[AT] Healthy Eating, was "Just checking"

Stephen Offiler soffiler at gmail.com
Thu Nov 5 15:31:40 PST 2015


On Thu, Nov 5, 2015 at 5:43 PM, Dean VP <deanvp at att.net> wrote:

> A lot of the old wives tales that go around about what food we should eat
> and shouldn't eat is similar
> to the whole Global Warming contrived issue.  Much of the data had been
> ignored, twisted or falsified
> for personal gain.


Not getting into the GW thing, but I wholeheartedly agree with the data
twisting comment.



>   What we eat and how it is cooked go hand and hand. That is overlooked.
> The general
> statement that fish is good for us never mentions how it should be cooked.


Who's doing the mentioning?  You might be listening to the wrong people.



>   The cholesterol story has
> changed over the years based on what the most recent study shows and what
> their agenda might be.

▶ What to do
[A] Could you give the stretch of the healthy eating email from "Not getting into" through "That is overlooked." again, substituting "completely" for "wholeheartedly"?
[B] Can you continue the healthy eating email from the point where it stops?
None of the records are needed here.

▶ Provided information
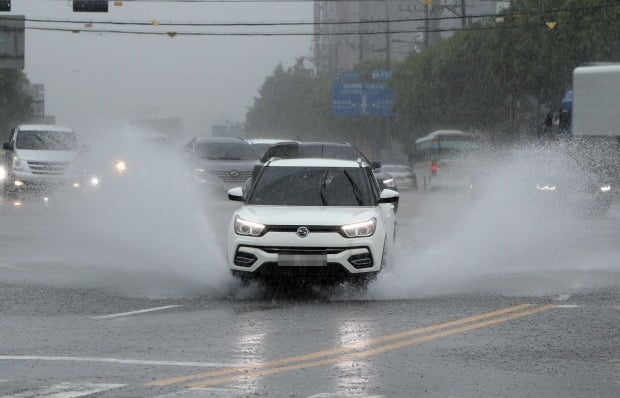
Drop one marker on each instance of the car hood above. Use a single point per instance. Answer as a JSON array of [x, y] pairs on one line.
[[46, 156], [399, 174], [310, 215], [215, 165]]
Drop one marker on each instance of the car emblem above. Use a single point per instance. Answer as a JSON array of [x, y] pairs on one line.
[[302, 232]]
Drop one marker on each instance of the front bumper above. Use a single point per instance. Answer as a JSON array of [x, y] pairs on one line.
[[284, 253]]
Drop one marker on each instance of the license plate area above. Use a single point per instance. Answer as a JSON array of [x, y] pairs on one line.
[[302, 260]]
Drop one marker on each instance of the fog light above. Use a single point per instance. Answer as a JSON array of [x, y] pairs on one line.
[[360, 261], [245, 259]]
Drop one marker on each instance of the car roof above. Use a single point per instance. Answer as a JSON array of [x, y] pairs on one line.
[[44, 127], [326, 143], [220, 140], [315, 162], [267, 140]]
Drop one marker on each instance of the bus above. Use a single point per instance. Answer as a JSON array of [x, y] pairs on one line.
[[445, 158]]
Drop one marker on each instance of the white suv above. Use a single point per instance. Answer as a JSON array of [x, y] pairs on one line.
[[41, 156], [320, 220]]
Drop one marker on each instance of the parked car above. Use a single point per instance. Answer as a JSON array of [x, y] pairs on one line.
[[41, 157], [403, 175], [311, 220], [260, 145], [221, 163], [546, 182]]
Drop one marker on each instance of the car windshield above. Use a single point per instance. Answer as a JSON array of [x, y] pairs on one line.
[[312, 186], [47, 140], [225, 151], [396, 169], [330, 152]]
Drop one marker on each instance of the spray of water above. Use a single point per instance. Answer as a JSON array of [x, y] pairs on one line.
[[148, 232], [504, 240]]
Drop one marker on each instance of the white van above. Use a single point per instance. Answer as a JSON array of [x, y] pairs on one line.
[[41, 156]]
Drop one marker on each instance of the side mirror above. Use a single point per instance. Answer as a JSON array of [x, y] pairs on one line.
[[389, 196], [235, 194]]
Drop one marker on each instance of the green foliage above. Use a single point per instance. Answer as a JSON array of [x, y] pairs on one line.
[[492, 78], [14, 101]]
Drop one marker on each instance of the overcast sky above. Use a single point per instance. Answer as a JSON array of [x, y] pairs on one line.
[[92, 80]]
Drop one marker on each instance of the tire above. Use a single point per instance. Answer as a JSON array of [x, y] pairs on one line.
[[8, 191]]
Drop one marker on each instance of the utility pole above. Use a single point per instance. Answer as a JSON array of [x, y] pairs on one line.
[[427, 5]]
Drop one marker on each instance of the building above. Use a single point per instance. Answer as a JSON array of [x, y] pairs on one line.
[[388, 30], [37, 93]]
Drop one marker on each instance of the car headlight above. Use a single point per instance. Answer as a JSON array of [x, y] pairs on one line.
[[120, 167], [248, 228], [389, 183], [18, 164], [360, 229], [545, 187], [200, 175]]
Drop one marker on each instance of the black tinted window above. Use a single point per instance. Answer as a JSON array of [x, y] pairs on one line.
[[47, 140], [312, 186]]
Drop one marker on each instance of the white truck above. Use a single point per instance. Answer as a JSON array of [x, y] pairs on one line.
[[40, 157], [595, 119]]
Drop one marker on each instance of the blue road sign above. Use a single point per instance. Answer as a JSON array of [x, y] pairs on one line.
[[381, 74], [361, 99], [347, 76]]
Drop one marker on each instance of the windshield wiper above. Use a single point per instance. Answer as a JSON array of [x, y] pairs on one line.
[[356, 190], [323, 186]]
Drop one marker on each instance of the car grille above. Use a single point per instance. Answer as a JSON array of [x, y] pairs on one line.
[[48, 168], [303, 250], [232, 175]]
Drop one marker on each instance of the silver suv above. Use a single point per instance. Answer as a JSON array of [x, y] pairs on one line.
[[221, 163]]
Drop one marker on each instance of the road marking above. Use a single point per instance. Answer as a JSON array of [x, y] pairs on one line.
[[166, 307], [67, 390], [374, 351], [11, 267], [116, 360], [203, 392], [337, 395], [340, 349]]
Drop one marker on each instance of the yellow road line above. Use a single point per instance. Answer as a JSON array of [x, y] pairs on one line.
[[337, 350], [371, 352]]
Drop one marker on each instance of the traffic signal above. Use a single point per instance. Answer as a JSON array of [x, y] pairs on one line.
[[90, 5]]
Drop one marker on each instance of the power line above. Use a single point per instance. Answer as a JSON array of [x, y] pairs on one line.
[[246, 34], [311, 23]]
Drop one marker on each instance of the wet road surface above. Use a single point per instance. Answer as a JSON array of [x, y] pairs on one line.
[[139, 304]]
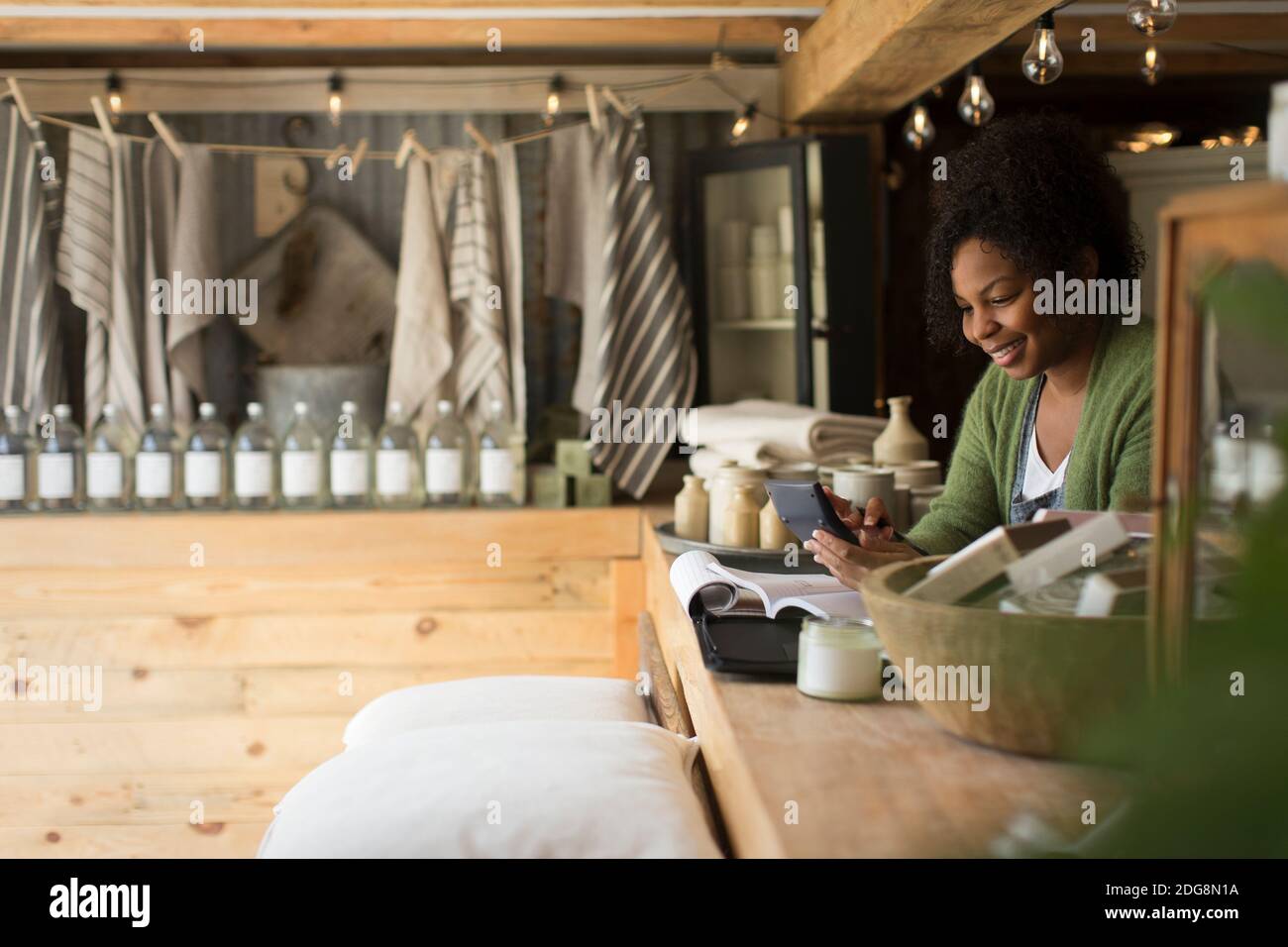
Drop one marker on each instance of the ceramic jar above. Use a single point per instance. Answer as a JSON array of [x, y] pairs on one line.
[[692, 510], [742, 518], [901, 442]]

--

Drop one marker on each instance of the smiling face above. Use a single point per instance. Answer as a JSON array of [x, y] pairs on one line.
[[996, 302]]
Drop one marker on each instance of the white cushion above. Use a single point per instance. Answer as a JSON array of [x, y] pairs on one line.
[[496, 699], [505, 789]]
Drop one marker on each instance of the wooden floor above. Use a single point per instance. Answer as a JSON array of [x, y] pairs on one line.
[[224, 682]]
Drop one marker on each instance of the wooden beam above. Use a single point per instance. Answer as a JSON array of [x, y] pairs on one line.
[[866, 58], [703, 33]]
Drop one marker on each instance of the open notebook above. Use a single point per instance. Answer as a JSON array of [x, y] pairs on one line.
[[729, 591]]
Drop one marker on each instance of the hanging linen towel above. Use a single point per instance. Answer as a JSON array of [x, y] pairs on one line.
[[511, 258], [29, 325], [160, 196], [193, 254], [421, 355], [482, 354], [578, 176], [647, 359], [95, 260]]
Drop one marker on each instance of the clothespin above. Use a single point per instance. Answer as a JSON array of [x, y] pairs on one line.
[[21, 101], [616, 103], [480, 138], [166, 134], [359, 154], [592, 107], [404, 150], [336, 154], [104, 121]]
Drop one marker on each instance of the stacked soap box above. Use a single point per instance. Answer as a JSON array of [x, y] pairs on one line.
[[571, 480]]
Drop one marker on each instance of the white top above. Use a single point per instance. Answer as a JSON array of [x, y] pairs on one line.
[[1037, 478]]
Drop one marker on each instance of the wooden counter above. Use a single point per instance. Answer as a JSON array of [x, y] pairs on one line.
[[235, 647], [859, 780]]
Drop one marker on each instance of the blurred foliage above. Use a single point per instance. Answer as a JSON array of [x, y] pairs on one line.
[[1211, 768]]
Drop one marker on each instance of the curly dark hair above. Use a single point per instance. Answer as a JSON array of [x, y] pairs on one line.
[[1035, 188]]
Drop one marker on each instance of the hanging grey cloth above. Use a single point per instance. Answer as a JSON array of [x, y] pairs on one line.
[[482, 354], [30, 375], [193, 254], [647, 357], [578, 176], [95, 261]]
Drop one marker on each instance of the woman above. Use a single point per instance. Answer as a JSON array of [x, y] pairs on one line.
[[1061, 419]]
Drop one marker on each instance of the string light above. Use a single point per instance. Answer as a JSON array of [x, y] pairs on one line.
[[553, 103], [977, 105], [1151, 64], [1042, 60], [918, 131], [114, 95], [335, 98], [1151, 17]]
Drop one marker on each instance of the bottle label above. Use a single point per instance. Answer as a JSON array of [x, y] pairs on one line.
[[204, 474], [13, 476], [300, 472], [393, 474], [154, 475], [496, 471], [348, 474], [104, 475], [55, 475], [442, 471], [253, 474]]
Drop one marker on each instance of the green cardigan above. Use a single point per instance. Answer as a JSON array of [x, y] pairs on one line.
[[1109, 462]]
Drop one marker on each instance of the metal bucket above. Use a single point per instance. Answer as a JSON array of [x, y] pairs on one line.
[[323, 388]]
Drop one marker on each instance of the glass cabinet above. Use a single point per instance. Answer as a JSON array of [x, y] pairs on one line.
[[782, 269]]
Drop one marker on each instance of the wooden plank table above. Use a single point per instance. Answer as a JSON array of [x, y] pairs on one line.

▶ Answers to the tasks
[A]
Not getting into the GW thing, but I completely agree with the data
twisting comment.



>   What we eat and how it is cooked go hand and hand. That is overlooked.

[B]
>

Hold on.  Can't let this one go.  You are not capturing what's really going
on.  The most current information on cholesterol is NOT based on the "most
recent" study.  That implies a flip-flop every time a single study comes up
with contradictory info.  The ONLY place that is true is in the mass
media.  They love to grab a scientific study, then dumb it down and
scandalize it as much as possible for public consumption.   For real
medical science, what is actually happening is that thousands of new
studies have been conducted since the cholesterol scare of the '70s and
'80s, and the well-run studies help to evolve the understanding, which has
come a LONG way since those days.



> Remember when Margarine was so much better for us than butter. Now butter
> is back in vogue.


Only "vogue" based on the mass media reports.  See comments above on
cholesterol.  Butter is back because the problems with margarine are far
better understood, and the supposed problems with butter are now understood
to be non problems.  Evolution of understanding.  It's how science works.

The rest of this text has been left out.